Text section: Begin

The key trend in RAM over
the past 4-5 years has been a huge increase in data transfer rates

RAM for Communications
QDR SRAM [Quad Data Rate SRAM] has been used in switches and routers for past 7
years and provides data rates above 200 MHz . The SRAM provides data throughputs
of 11Gbps as they use separate input and output ports for read and write and
these ports have separate differential clocks allowing for four words transfer
on each clock cycle. Various products from Cypress and Samsung are available.
QDRII+ RAM was announced last year along with DDR2+. These RAM have high
performance architecture and operate at speeds upto 500 MHz, which is more than
twice of what existing products offer. SRAM delivers a bandwidth of 72Gbps while
using a 165 pin FBGA (fine pitched ball grid array) package. These are used
mainly in the next generation of switches and routers to enhance communication
capabilities by giving the density and performance required to expand network
capabilities.

Text section: End
Extracted entries: Begin

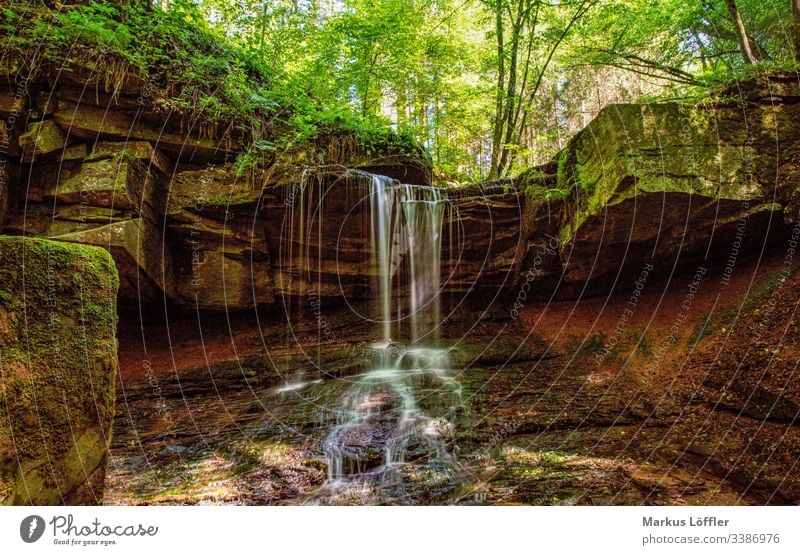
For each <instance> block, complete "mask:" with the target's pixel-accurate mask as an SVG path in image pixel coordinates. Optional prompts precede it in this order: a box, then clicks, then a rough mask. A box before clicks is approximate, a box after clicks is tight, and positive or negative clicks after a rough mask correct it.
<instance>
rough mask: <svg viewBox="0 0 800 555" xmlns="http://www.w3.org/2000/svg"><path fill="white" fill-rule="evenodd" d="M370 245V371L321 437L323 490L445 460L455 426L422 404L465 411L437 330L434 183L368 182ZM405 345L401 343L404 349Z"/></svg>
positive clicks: (350, 393)
mask: <svg viewBox="0 0 800 555" xmlns="http://www.w3.org/2000/svg"><path fill="white" fill-rule="evenodd" d="M371 180H372V182H371V191H370V209H371V247H372V253H373V267H374V268H375V274H376V280H377V290H378V310H377V312H378V314H379V318H380V330H381V333H382V341H381V342H379V343H377V344H376V345H374V346H373V348H374V355H373V361H372V364H371V369H370V370H369V371H367V372H365V373H364V374H362V375H360V376H358V377H357V379H356V381H355V383H354V384H353V386H352V387H351V388H350V390H349V391H348V393H347V394H346V395H345V397H344V399H343V403H342V407H341V409H340V410H339V412H338V418H337V422H336V424H335V425H334V427H333V428H332V429H331V430H330V432H329V433H328V436H327V438H326V440H325V454H326V458H327V460H328V484H329V485H337V486H338V485H342V484H346V483H348V480H357V479H358V478H359V477H360V476H361V475H362V474H363V473H365V472H366V471H368V470H369V469H378V470H379V472H378V473H379V474H380V471H385V470H389V469H392V468H395V467H397V466H398V465H402V464H404V463H405V462H407V460H408V459H409V457H413V459H414V460H415V461H420V460H423V461H437V462H439V463H448V464H449V463H452V462H453V461H452V457H451V455H450V453H449V449H448V443H449V441H448V440H449V439H450V436H451V435H452V426H451V424H450V423H449V421H448V420H447V419H446V418H445V417H444V416H433V415H431V414H430V412H431V411H430V410H426V408H423V407H422V406H421V400H425V403H426V404H429V405H432V408H439V409H442V408H444V409H445V410H446V411H447V412H449V411H450V410H451V409H452V408H453V407H454V406H462V404H463V403H462V400H461V388H460V385H459V384H458V382H457V381H456V380H455V379H454V378H452V377H451V376H450V369H449V360H448V353H447V351H446V350H445V349H441V348H438V346H436V345H435V339H437V338H438V333H439V325H440V321H439V320H440V302H439V295H440V272H441V264H440V258H441V236H442V221H443V218H444V212H445V202H444V200H443V199H442V197H441V194H440V192H439V191H438V190H437V189H435V188H433V187H421V186H414V185H402V184H399V183H397V182H396V181H394V180H391V179H388V178H385V177H382V176H372V178H371ZM403 342H406V343H408V345H409V346H408V347H406V346H404V345H403Z"/></svg>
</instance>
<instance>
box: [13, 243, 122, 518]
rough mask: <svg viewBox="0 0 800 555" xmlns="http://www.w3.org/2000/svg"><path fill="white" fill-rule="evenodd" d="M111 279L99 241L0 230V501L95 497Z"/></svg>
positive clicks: (99, 464)
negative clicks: (48, 240)
mask: <svg viewBox="0 0 800 555" xmlns="http://www.w3.org/2000/svg"><path fill="white" fill-rule="evenodd" d="M117 285H118V282H117V276H116V272H115V271H114V265H113V261H112V260H111V257H110V256H109V255H108V253H106V252H105V251H104V250H103V249H99V248H95V247H86V246H82V245H70V244H66V243H57V242H52V241H43V240H39V239H23V238H19V237H2V238H0V369H2V374H1V375H0V392H2V397H3V403H2V406H1V407H0V504H13V505H28V504H33V505H58V504H67V505H81V504H97V503H99V502H100V500H102V498H103V487H104V479H105V467H106V459H107V453H108V446H109V445H110V443H111V430H112V422H113V419H114V403H115V389H116V381H117V340H116V324H117V315H116V296H117Z"/></svg>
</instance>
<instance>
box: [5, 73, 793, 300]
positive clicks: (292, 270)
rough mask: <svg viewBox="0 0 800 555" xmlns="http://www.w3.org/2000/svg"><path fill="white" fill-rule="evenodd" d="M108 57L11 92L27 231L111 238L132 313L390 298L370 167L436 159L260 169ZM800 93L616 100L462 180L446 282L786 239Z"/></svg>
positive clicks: (123, 291) (361, 156)
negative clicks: (144, 307) (563, 148)
mask: <svg viewBox="0 0 800 555" xmlns="http://www.w3.org/2000/svg"><path fill="white" fill-rule="evenodd" d="M96 69H97V68H92V67H87V66H86V65H85V64H84V65H83V66H81V65H74V67H72V70H71V71H70V72H64V73H63V75H62V74H61V73H58V74H52V75H51V76H50V78H49V81H47V82H42V83H38V84H34V85H31V87H29V88H28V89H26V90H25V91H23V92H24V94H21V93H20V91H19V90H18V89H15V88H14V87H11V86H9V87H8V88H7V89H5V91H4V92H3V93H2V94H1V95H0V116H2V117H3V118H4V120H5V121H6V122H7V123H13V125H8V126H7V127H8V128H9V129H11V130H12V132H11V135H9V136H7V137H6V138H7V139H8V141H9V142H8V144H7V146H8V148H7V153H8V158H7V160H6V161H7V163H6V164H5V165H4V166H2V167H0V177H2V178H3V180H2V184H3V187H4V188H5V189H6V190H7V191H6V192H7V194H5V195H3V202H4V203H5V204H3V205H0V216H2V215H3V214H5V230H6V232H7V233H12V234H26V235H39V236H45V237H52V238H57V239H59V240H63V241H69V242H76V243H85V244H92V245H99V246H103V247H104V248H106V249H107V250H109V251H110V252H111V253H112V256H113V257H114V260H115V262H116V264H117V267H118V269H119V273H120V277H121V286H120V298H121V299H122V303H121V306H122V309H123V310H124V309H126V308H129V309H130V308H131V307H138V306H140V304H141V306H144V307H146V306H148V305H150V304H158V305H163V304H164V302H165V300H166V301H167V302H169V303H172V304H174V305H176V306H179V307H183V308H185V309H189V310H198V309H199V310H213V311H225V310H242V309H246V308H251V307H254V306H276V307H277V306H282V305H287V304H291V303H292V302H294V301H293V300H292V299H296V298H300V297H304V296H308V295H309V294H313V295H314V296H318V297H321V298H334V299H338V300H339V301H346V302H348V303H349V302H355V301H361V300H367V299H370V298H374V296H375V287H374V274H375V267H374V263H373V261H372V256H371V253H370V246H369V238H370V233H371V227H370V225H371V224H370V220H369V218H370V214H369V195H370V182H371V179H372V177H371V176H370V173H373V174H380V175H385V176H388V177H391V178H396V179H398V180H400V181H401V182H405V183H416V184H428V183H430V179H431V175H430V166H429V164H428V162H427V161H425V160H424V159H422V158H420V157H418V156H411V155H406V154H403V153H400V152H394V151H392V150H391V149H387V150H386V152H385V153H383V154H380V155H377V156H376V155H374V154H370V153H365V152H361V151H359V149H358V147H357V146H355V145H354V143H352V142H349V143H348V142H347V141H341V140H337V139H336V138H332V139H330V143H329V144H320V145H315V146H311V147H309V148H308V149H306V150H304V151H302V150H301V151H296V152H291V153H287V154H285V155H283V156H280V157H278V156H276V158H275V160H274V161H273V162H272V163H271V165H269V166H268V167H266V168H264V167H261V168H259V169H257V170H254V169H252V168H244V169H243V168H242V165H241V164H237V163H236V157H237V155H238V154H239V153H241V152H242V151H243V150H244V149H245V146H244V145H243V144H242V139H241V137H238V138H237V137H235V136H232V135H231V134H230V133H227V134H226V133H224V132H217V131H215V130H214V129H212V128H208V127H207V126H203V125H201V124H200V123H198V122H193V121H186V120H185V119H181V118H180V117H178V116H176V115H174V114H159V112H158V109H157V106H154V105H152V103H151V102H150V100H149V98H148V96H147V88H146V79H144V78H143V77H141V76H138V77H137V76H128V77H127V78H126V79H125V80H123V81H122V82H115V83H114V84H113V86H108V85H107V79H105V77H104V75H103V73H102V71H96ZM6 81H7V83H12V82H13V81H14V79H13V78H11V77H9V76H7V77H6ZM37 87H38V88H37ZM51 91H52V92H51ZM798 100H800V90H798V89H797V85H796V83H793V82H792V80H791V79H790V78H788V77H787V78H782V77H780V76H773V77H770V78H764V79H762V80H761V81H759V82H751V83H747V84H745V85H744V86H742V87H741V88H740V94H738V96H736V97H731V98H729V99H726V100H725V101H724V102H723V101H722V100H720V101H719V102H717V103H716V104H710V103H709V104H706V105H699V106H689V105H682V104H668V103H667V104H654V105H615V106H610V107H608V108H606V109H605V110H604V111H603V112H601V114H600V115H599V116H598V117H597V118H596V119H595V120H594V121H593V122H592V123H591V124H590V125H589V126H588V127H587V128H586V129H584V130H583V131H582V132H581V133H579V134H578V135H577V136H576V137H575V138H574V139H573V140H572V141H571V142H570V143H569V145H568V146H567V147H566V148H565V149H564V150H563V151H562V152H561V153H560V154H559V155H558V157H557V158H556V159H555V160H554V161H553V162H552V163H550V164H547V165H545V166H543V167H540V168H534V169H533V170H531V171H528V172H526V173H525V174H523V175H522V176H520V177H519V178H515V179H508V180H502V181H496V182H486V183H481V184H477V185H472V186H467V187H461V188H453V189H446V190H443V195H444V197H445V198H446V200H447V203H448V208H447V211H446V215H445V224H444V228H443V241H442V245H443V247H442V248H443V254H442V257H443V260H442V273H443V275H442V284H443V293H453V294H454V295H455V296H454V297H453V298H454V299H455V298H456V296H463V295H464V294H465V293H469V292H473V291H477V292H480V294H481V295H482V297H484V298H487V299H493V298H495V297H496V296H497V295H500V294H506V293H509V294H511V295H512V296H513V294H514V291H515V290H517V289H518V287H519V284H520V282H530V283H532V282H535V283H536V286H535V287H533V291H534V294H536V295H539V296H542V297H549V296H553V295H555V296H557V297H562V298H563V297H575V296H582V295H591V294H601V293H603V292H606V291H608V290H611V289H613V288H614V286H615V284H617V283H619V282H620V280H622V279H623V277H624V276H625V275H628V274H629V273H630V272H634V273H635V272H637V271H638V269H639V267H641V266H643V265H645V264H647V265H650V264H652V265H653V268H655V269H656V270H657V271H658V272H661V273H662V274H663V275H667V274H669V273H670V272H672V271H673V270H675V269H680V271H683V270H682V269H683V268H690V267H691V266H694V265H699V264H705V263H712V262H713V263H726V262H729V261H733V264H735V259H736V257H738V256H739V255H740V254H742V253H746V252H748V251H758V250H759V249H761V248H766V247H768V246H769V244H770V242H771V241H773V240H774V238H776V237H781V236H784V235H785V234H786V233H787V230H788V227H787V224H786V222H787V221H791V220H793V219H795V217H796V215H797V211H798V208H799V207H800V205H798V200H797V199H798V195H797V193H796V191H797V187H796V179H795V177H796V176H798V175H800V170H798V168H800V160H798V158H797V145H798V144H800V129H798V127H797V124H796V122H797V121H800V119H799V116H800V112H798V110H800V104H798V102H797V101H798ZM12 120H13V121H12ZM487 294H488V296H487ZM459 298H460V297H459Z"/></svg>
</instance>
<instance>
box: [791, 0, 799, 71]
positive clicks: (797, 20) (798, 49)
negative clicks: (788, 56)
mask: <svg viewBox="0 0 800 555" xmlns="http://www.w3.org/2000/svg"><path fill="white" fill-rule="evenodd" d="M792 39H793V42H794V58H795V61H797V60H800V0H792Z"/></svg>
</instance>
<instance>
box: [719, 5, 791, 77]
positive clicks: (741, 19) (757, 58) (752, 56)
mask: <svg viewBox="0 0 800 555" xmlns="http://www.w3.org/2000/svg"><path fill="white" fill-rule="evenodd" d="M792 1H793V2H796V1H797V0H792ZM725 4H726V5H727V6H728V14H729V15H730V18H731V23H733V30H734V32H735V33H736V42H738V43H739V50H740V51H741V52H742V59H743V60H744V63H746V64H754V63H756V62H757V61H758V58H757V57H756V54H755V51H754V50H753V46H752V45H751V41H750V36H749V35H748V34H747V29H746V28H745V26H744V21H742V16H741V14H739V9H738V8H737V7H736V0H725Z"/></svg>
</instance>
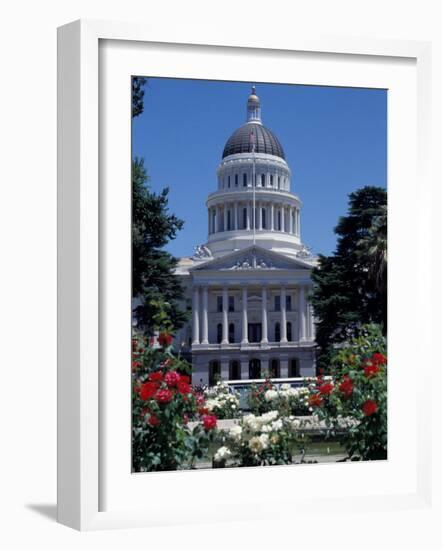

Extracted entries: End

Parts of the exercise -
(1) In the section on RAM for communications, what package does the 72Gbps SRAM use?
(2) Resume the text on RAM for communications after its last sentence.
The recorded data come from a separate source, unrelated to the text on RAM.

Responses by task -
(1) A 165-pin FBGA (fine pitched ball grid array) package.

(2)
The return of RAMbus
RAMbus Incorporated is the manufacturer of RDRAM, which at one point of time was
considered a replacement for SDRAM. It formed an agreement with Intel to be the
primary memory technology of all Intel products. However, RDRAM was not able to
make a mark for itself due to various problems such as high latency, heat
emission and high cost of manufacturing. So, RDRAM faded away, but RAMbus did
not die and has come back with XDR DRAM. 

Elpida’s XDR RAM chips use 90nm process technology to provide bandwidth of 8 Gbps

This new memory module has a high performance architecture based on the
RAMbus RDRAM. It improves on the high latency problem of RDRAM, significantly
improving bandwidth while reducing the number of ICs required. The XDR devices
will feature programmable on chip termination, adaptive impedance matching,
dynamic request scheduling and zero overhead refresh. Also, XDR uses Octal Data
Rate transfers to transfer eight bits of data per 400MHz clock cycle which
results in 6.4Gbps bandwidth speed for a 16bit bus instead of 3.2Gbps bandwidth
provided by a DDR RAM for a 64bit bus. Samsung and Elpida are already
manufacturing XDR RAM and now Qimonda has joined in to mass manufacture XDR RAM
for game consoles, set top boxes and PC graphics market. The Playstation 3 has
shipped with 256 MB module of XDR RAM onboard to achieve maximum performance,
whereas RAMbus has started development on XDR2 RAM with which they are targeting
8.0GHz data rates, enabling a single DRAM device with 16 Gbps of peak bandwidth.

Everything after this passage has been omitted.